-- Extracted entries --
— begin —
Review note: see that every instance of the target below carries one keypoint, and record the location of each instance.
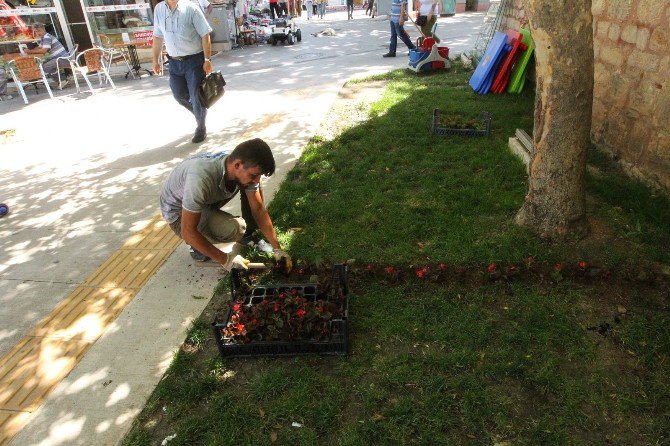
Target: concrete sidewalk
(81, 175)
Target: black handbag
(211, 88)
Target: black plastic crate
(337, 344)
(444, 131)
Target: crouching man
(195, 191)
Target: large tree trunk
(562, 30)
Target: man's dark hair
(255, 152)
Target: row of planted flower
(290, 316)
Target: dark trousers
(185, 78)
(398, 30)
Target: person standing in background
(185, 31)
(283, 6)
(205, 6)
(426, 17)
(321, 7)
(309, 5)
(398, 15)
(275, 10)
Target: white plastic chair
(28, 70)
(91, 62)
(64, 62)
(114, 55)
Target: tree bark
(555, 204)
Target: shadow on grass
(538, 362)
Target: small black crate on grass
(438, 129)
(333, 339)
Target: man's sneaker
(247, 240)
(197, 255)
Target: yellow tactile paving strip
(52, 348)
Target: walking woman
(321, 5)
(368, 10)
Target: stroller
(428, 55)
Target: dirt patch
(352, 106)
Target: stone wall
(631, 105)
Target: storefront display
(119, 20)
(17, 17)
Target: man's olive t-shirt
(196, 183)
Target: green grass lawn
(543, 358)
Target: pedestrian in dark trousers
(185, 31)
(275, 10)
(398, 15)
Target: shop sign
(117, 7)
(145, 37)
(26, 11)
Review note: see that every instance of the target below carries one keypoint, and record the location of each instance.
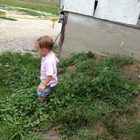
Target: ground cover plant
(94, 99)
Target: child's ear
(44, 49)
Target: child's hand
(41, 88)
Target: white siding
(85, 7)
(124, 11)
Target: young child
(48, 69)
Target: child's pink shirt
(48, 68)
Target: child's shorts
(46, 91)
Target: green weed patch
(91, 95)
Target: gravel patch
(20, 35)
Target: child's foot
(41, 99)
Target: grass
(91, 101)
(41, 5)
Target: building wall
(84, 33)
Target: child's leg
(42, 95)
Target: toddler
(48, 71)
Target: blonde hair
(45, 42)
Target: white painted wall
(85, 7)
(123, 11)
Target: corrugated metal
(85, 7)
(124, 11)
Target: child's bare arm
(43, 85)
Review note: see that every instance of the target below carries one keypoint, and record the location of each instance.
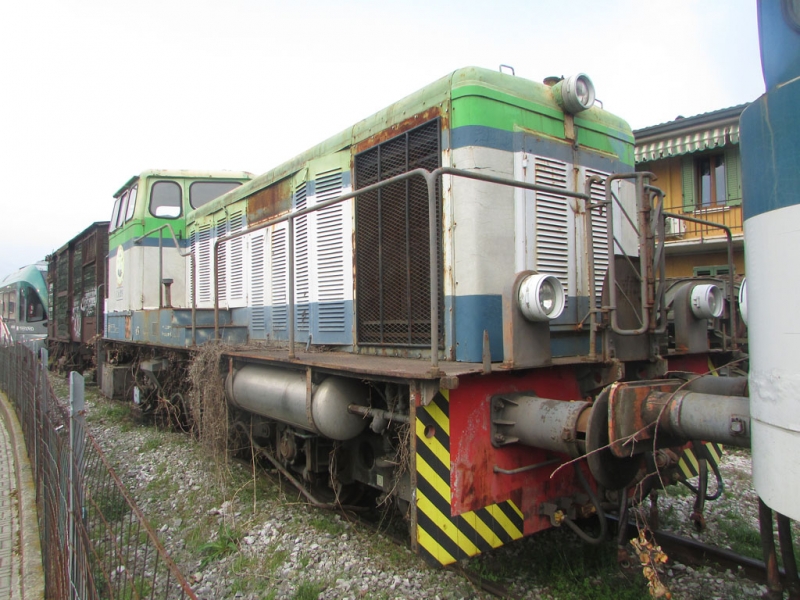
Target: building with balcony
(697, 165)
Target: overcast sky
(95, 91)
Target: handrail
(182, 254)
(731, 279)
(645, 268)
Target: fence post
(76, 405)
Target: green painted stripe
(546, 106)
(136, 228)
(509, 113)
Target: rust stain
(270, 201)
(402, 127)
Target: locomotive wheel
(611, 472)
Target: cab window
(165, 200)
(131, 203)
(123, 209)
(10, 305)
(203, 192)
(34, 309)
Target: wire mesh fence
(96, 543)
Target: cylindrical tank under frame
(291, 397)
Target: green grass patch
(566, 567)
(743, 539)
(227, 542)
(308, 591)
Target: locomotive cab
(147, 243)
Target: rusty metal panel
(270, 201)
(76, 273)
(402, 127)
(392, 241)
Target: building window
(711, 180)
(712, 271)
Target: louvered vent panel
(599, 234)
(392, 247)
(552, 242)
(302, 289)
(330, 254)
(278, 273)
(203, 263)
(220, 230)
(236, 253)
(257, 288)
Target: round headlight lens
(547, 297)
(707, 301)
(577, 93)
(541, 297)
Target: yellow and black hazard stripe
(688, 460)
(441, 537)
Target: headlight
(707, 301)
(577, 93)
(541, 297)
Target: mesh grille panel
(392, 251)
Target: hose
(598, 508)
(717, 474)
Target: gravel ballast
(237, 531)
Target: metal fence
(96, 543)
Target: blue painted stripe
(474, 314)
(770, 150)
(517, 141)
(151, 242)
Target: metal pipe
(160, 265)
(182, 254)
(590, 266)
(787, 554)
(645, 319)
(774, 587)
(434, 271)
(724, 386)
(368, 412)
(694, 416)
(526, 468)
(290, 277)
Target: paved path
— end —
Write out all the items above as a JSON list of strings, one string per line, with blank lines and the pictures left out.

-- Result of the task --
[
  "Review note: see that every instance of the target below carries one keypoint, and record the location of each instance.",
  "Target: concrete sidewalk",
  "(81, 175)",
  "Target: black handbag",
  "(211, 88)",
  "Target: black plastic crate",
  "(337, 344)",
  "(444, 131)",
  "Target: crouching man",
  "(195, 191)",
  "Target: large tree trunk",
  "(562, 30)",
  "Target: man's dark hair",
  "(255, 152)",
  "Target: row of planted flower",
  "(290, 316)",
  "Target: dark trousers",
  "(185, 78)",
  "(398, 30)",
  "Target: person standing in background",
  "(185, 31)",
  "(283, 6)",
  "(205, 6)",
  "(426, 17)",
  "(321, 7)",
  "(309, 5)",
  "(398, 15)",
  "(275, 10)",
  "Target: white plastic chair",
  "(28, 70)",
  "(91, 62)",
  "(64, 62)",
  "(114, 55)",
  "Target: tree bark",
  "(555, 204)",
  "Target: shadow on grass",
  "(538, 362)",
  "Target: small black crate on grass",
  "(438, 129)",
  "(333, 339)",
  "Target: man's sneaker",
  "(247, 240)",
  "(197, 255)",
  "Target: yellow tactile paving strip",
  "(52, 348)",
  "Target: walking woman",
  "(321, 5)",
  "(368, 10)",
  "Target: stroller",
  "(428, 55)",
  "Target: dirt patch",
  "(352, 106)",
  "Target: stone wall",
  "(631, 105)",
  "Target: storefront display",
  "(119, 20)",
  "(17, 17)",
  "Target: man's olive t-shirt",
  "(196, 183)",
  "Target: green grass lawn",
  "(543, 358)",
  "Target: pedestrian in dark trousers",
  "(185, 31)",
  "(275, 10)",
  "(398, 15)",
  "Target: shop sign",
  "(117, 7)",
  "(145, 37)",
  "(26, 11)",
  "Review note: see that every instance of the target below carries one keypoint, and record the location of each instance.",
  "Target: ground cover plant",
  "(94, 99)",
  "Target: child's ear",
  "(44, 49)",
  "Target: child's hand",
  "(41, 88)",
  "Target: white siding",
  "(85, 7)",
  "(124, 11)",
  "Target: young child",
  "(48, 69)",
  "Target: child's pink shirt",
  "(48, 68)",
  "Target: child's shorts",
  "(46, 91)",
  "Target: green weed patch",
  "(91, 95)",
  "Target: gravel patch",
  "(20, 35)",
  "Target: child's foot",
  "(41, 99)",
  "Target: grass",
  "(91, 101)",
  "(41, 5)",
  "Target: building wall",
  "(84, 33)",
  "Target: child's leg",
  "(42, 95)",
  "Target: toddler",
  "(48, 71)",
  "Target: blonde hair",
  "(45, 42)",
  "Target: white painted wall",
  "(85, 7)",
  "(123, 11)",
  "Target: corrugated metal",
  "(85, 7)",
  "(124, 11)",
  "Target: child's bare arm",
  "(43, 85)",
  "Review note: see that every instance of the target below carries one keypoint, and record the location of each instance.",
  "Target: building with balcony",
  "(697, 165)",
  "Target: overcast sky",
  "(95, 91)",
  "Target: handrail",
  "(182, 254)",
  "(731, 279)",
  "(645, 268)",
  "Target: fence post",
  "(76, 405)",
  "Target: green painted stripe",
  "(546, 106)",
  "(136, 228)",
  "(509, 113)",
  "Target: rust stain",
  "(270, 201)",
  "(402, 127)",
  "Target: locomotive wheel",
  "(611, 472)",
  "Target: cab window",
  "(165, 200)",
  "(131, 203)",
  "(123, 209)",
  "(10, 305)",
  "(203, 192)",
  "(34, 309)",
  "Target: wire mesh fence",
  "(96, 543)",
  "Target: cylindrical tank under frame",
  "(291, 397)",
  "Target: green grass patch",
  "(566, 567)",
  "(743, 539)",
  "(227, 542)",
  "(308, 591)",
  "Target: locomotive cab",
  "(147, 243)",
  "Target: rusty metal panel",
  "(270, 201)",
  "(76, 273)",
  "(402, 127)",
  "(392, 241)",
  "Target: building window",
  "(711, 180)",
  "(712, 271)",
  "Target: louvered vent panel",
  "(599, 234)",
  "(392, 247)",
  "(552, 242)",
  "(302, 289)",
  "(330, 254)",
  "(278, 273)",
  "(203, 263)",
  "(220, 230)",
  "(236, 253)",
  "(257, 288)",
  "Target: round headlight lens",
  "(547, 297)",
  "(707, 301)",
  "(577, 93)",
  "(541, 297)",
  "Target: yellow and black hazard stripe",
  "(688, 460)",
  "(441, 537)",
  "Target: headlight",
  "(707, 301)",
  "(577, 93)",
  "(541, 297)",
  "Target: mesh grille panel",
  "(392, 251)",
  "Target: hose",
  "(598, 508)",
  "(717, 474)",
  "Target: gravel ballast",
  "(237, 531)",
  "Target: metal fence",
  "(96, 543)",
  "Target: blue painted stripe",
  "(474, 314)",
  "(770, 150)",
  "(517, 141)",
  "(151, 242)",
  "Target: metal pipe",
  "(160, 265)",
  "(182, 254)",
  "(590, 266)",
  "(787, 554)",
  "(645, 319)",
  "(774, 587)",
  "(434, 271)",
  "(724, 386)",
  "(368, 412)",
  "(694, 416)",
  "(526, 468)",
  "(290, 277)",
  "Target: paved path"
]